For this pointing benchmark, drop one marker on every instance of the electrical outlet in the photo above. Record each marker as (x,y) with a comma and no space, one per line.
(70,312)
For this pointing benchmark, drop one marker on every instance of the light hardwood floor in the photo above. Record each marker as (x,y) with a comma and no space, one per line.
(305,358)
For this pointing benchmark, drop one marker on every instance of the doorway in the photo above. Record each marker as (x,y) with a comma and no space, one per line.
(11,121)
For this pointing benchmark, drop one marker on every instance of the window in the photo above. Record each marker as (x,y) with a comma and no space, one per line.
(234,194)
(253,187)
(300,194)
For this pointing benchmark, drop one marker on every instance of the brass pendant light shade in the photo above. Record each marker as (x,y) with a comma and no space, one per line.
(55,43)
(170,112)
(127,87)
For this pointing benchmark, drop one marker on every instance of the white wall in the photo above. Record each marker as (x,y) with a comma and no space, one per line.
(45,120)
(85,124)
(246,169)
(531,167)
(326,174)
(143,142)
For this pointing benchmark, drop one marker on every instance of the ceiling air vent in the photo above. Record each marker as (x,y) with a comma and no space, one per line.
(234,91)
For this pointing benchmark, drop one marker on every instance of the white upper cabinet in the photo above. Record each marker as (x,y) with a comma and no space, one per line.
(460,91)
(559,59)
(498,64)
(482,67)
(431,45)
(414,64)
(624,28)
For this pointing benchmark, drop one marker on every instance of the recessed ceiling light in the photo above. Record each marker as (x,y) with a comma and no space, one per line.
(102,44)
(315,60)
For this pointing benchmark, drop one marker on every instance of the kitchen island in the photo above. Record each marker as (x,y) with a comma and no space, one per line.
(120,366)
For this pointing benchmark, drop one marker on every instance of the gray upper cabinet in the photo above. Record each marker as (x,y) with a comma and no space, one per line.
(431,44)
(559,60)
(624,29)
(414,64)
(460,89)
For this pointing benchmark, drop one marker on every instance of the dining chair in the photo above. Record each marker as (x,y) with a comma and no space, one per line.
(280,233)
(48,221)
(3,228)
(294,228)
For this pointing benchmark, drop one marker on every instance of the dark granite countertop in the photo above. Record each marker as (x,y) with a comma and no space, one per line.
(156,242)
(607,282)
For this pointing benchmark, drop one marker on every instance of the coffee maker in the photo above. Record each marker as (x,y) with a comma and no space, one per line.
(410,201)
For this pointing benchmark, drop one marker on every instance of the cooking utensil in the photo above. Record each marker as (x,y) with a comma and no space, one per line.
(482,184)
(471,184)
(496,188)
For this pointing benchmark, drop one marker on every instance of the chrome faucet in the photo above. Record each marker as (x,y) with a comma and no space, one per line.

-.-.-

Exercise instructions.
Rewrite all of the rows above as a JSON list of strings, with one string for each line and any blank lines left out.

Written reply.
[
  "For this pointing benchmark, drop one marker on every instance of the electrical outlet in the photo above. Record each marker as (x,y) with a comma and no space, one per line.",
  "(70,312)",
  "For this pointing benchmark, drop one marker on every instance of the light hardwood floor in the photo above. Record each marker as (x,y) with a comma and no space, one per line.",
  "(305,358)",
  "For this pointing benchmark, drop one marker on every instance of the doorway in the photo above. Record each marker as (x,y) with a comma and no space, one per line.",
  "(11,121)",
  "For this pointing benchmark, drop one marker on every instance of the window in the photo above. Record each marker as (x,y) with a comma and no space, one per line.",
  "(234,194)",
  "(253,187)",
  "(300,194)",
  "For this pointing benchmark, drop one marker on every instance of the brass pendant light shade in the photo above. Record each marker as (x,y) with a comma and no space, one per line.",
  "(55,43)",
  "(170,112)",
  "(127,87)",
  "For this pointing benchmark, drop one marker on every instance of the white wall in the photo above. Record each marker as (x,y) with a comma and no space, one per line.",
  "(45,120)",
  "(85,124)",
  "(246,169)",
  "(531,167)",
  "(326,174)",
  "(143,142)",
  "For this pointing benchmark, drop one marker on every instance of the ceiling air vent in the photo above. Record each marker as (x,y) with a comma and no space, one per line.",
  "(234,91)",
  "For this pointing benchmark, drop one marker on every instance of the white upper cabinet in the photo above. Record each marker as (x,y) with a comma and no space, one per line.",
  "(460,91)",
  "(559,59)",
  "(498,64)",
  "(482,67)",
  "(431,45)",
  "(414,64)",
  "(624,28)",
  "For this pointing benchmark, drop one marker on every instance of the recessed ceiling light in the photo above. Record each marker as (x,y) with a comma and no space, one per line.",
  "(102,44)",
  "(315,60)",
  "For this pointing benchmark, drop one marker on every instance of the kitchen island in the photo above. Record each marker as (x,y) with a comma and no space, one per line.",
  "(120,366)",
  "For this pointing benchmark, drop one marker on every instance of the gray upper cabinet in the photo above. Record each marker as (x,y) with a comma and no space, one per line.",
  "(431,44)",
  "(559,60)",
  "(624,29)",
  "(414,64)",
  "(460,89)",
  "For this pointing benchmark, drop one marker on every instance of the dining chair in the photo above. Record each marker as (x,y) with a comma and no space, one per line.",
  "(280,233)",
  "(48,221)",
  "(3,228)",
  "(294,228)",
  "For this pointing benchmark, drop one marker on every instance of the dark granite countertop in the photo above. Record each marker as (x,y) with a comma and no space, one per line.",
  "(156,242)",
  "(607,282)",
  "For this pointing benchmark, drop one marker on every instance of the coffee maker in the photo above. Record each marker as (x,y) with a comma and no space, one per line.",
  "(410,201)",
  "For this pointing benchmark, drop one marker on every instance of the cooking utensil in the photo above. Record each marker as (x,y) with a comma and no space, one per line.",
  "(482,184)",
  "(471,184)",
  "(496,188)",
  "For this pointing benchmark, drop one marker on every instance of the chrome faucet in the photo above. Record each marker as (x,y) with a comma and no space, one per line."
]